## Stated problem
Reproduce the data below with each "query" swapped for "search term" and every other part unchanged. Leave the pictures out.

# START OF Records provided

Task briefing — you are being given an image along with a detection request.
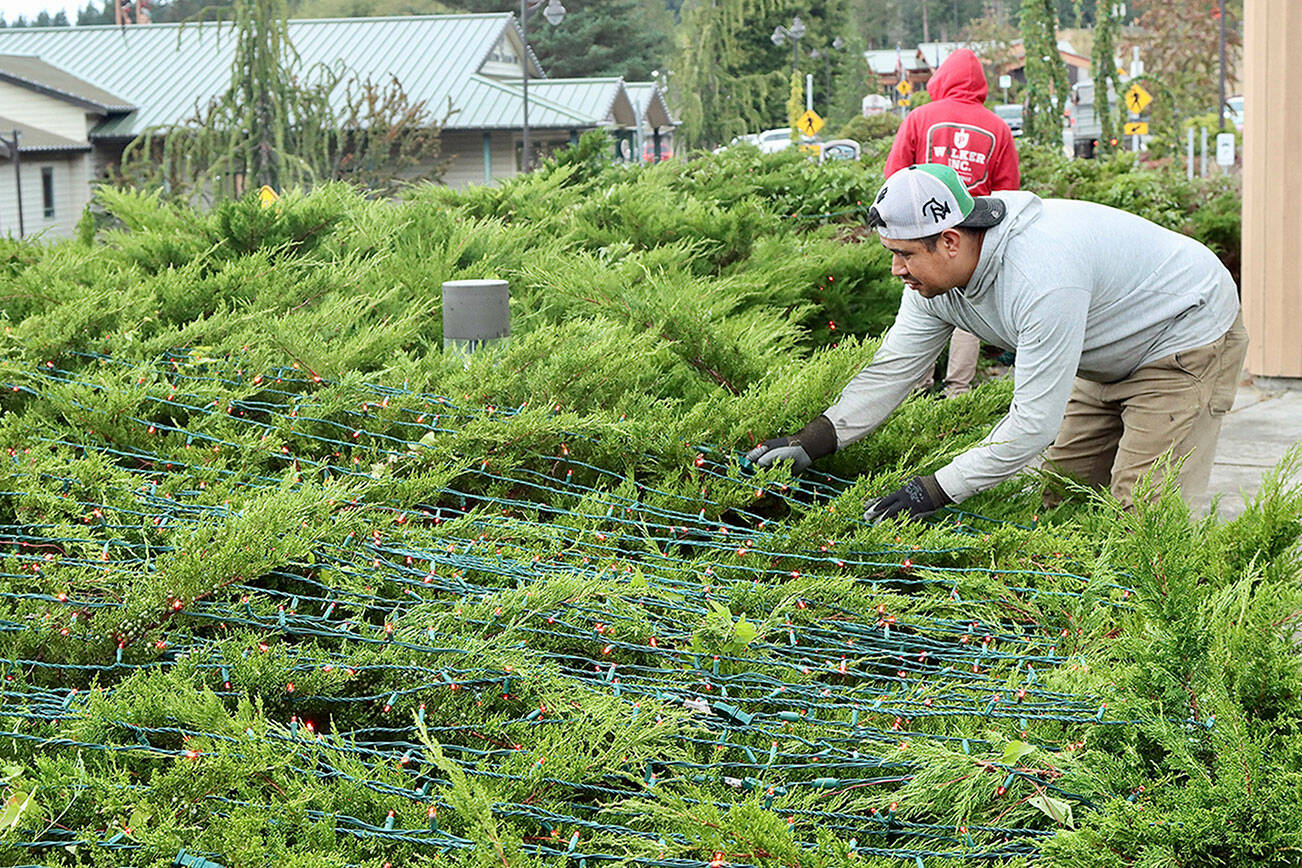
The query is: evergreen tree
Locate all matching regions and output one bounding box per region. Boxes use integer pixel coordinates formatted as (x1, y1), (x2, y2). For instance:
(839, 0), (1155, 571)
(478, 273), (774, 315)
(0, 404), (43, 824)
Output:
(1090, 0), (1121, 142)
(77, 0), (113, 26)
(1021, 0), (1070, 147)
(1139, 0), (1243, 121)
(671, 0), (789, 146)
(122, 0), (439, 198)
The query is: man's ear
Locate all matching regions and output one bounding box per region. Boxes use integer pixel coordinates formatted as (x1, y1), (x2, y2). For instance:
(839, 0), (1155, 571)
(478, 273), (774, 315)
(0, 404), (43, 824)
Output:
(940, 229), (963, 256)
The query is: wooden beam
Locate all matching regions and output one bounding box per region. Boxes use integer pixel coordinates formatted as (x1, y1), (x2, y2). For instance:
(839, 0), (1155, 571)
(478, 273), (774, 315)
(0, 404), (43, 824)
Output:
(1242, 0), (1302, 377)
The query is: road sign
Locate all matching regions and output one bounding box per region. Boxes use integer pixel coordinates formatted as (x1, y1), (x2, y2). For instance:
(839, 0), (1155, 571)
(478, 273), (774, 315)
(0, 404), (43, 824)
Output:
(796, 108), (823, 135)
(1126, 82), (1152, 115)
(1216, 133), (1234, 165)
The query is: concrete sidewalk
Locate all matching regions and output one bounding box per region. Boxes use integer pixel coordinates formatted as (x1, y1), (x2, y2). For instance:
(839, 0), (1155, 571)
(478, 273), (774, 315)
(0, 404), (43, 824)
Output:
(1199, 381), (1302, 519)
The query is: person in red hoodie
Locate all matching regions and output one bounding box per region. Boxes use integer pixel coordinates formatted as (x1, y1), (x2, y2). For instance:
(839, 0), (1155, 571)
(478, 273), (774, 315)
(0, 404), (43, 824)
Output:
(885, 48), (1022, 397)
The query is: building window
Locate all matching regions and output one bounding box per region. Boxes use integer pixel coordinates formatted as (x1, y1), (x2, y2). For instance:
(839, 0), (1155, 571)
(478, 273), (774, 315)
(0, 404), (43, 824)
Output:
(40, 165), (55, 217)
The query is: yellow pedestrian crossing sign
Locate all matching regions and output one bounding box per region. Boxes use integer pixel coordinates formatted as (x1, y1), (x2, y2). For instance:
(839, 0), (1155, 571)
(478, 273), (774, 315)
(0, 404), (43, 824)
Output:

# END OF Records provided

## Final result
Task briefing — you are being given an image along with a detection request.
The search term is: evergreen tree
Locate all matching regions and output one bounding box per region. Boxes use integer pixel coordinates formatted as (x1, y1), (x2, y2). For instance:
(839, 0), (1155, 571)
(478, 273), (774, 315)
(0, 404), (43, 824)
Output:
(1090, 0), (1121, 142)
(77, 0), (113, 26)
(1021, 0), (1070, 147)
(1139, 0), (1243, 121)
(671, 0), (789, 146)
(122, 0), (439, 198)
The search term is: man's ear
Locate all matching regions and output one bounding box per region. Boxes use integer pixel coordinates formatted as (x1, y1), (x2, y2). For instance:
(839, 0), (1155, 571)
(478, 273), (774, 315)
(0, 404), (43, 824)
Output:
(940, 229), (963, 256)
The search term is: wooden beam
Locate all matching regions and output one bounding box per region. Boxes use integer pixel coordinates formatted as (x1, y1), (x2, y2). For instance:
(839, 0), (1155, 571)
(478, 273), (774, 315)
(0, 404), (43, 824)
Output:
(1242, 0), (1302, 377)
The search term is: road sign
Locate all matching regions and output one bounding box per region. Boxes use integer pixel coordinates formatted as (x1, y1), (x2, y2). For instance:
(839, 0), (1155, 571)
(478, 273), (774, 315)
(0, 404), (43, 824)
Output:
(796, 108), (823, 135)
(1126, 82), (1152, 115)
(1216, 133), (1234, 165)
The search term is: concrete sidewalk
Locate all matching regions and output one bounding box per region. Boxes use integer pixel coordinates formatted as (x1, y1), (x2, y2). For instance:
(839, 0), (1155, 571)
(478, 273), (774, 315)
(0, 404), (43, 824)
Output:
(1199, 381), (1302, 519)
The search term is: person in red hoodie
Locate all matching regions and output one bounding box per region. Boxes use integer pixel coordinates formatted as (x1, y1), (x2, y2). For instance:
(839, 0), (1155, 571)
(478, 273), (774, 315)
(0, 404), (43, 824)
Output:
(885, 48), (1022, 397)
The search term is: building window
Locate all matching regions and output one bounding box per region. Boxes use integer pixel coordinates formatted as (x1, y1), (x2, y2). For instance:
(839, 0), (1155, 571)
(478, 273), (774, 315)
(0, 404), (43, 824)
Output:
(40, 165), (55, 217)
The search term is: yellow pedestrian crossing sign
Locate all matching regions and output one bounding box per region. Boxes use integer pixel coordinates formatted as (x1, y1), (x2, y2). For instance:
(839, 0), (1155, 571)
(478, 273), (774, 315)
(0, 404), (43, 824)
Output:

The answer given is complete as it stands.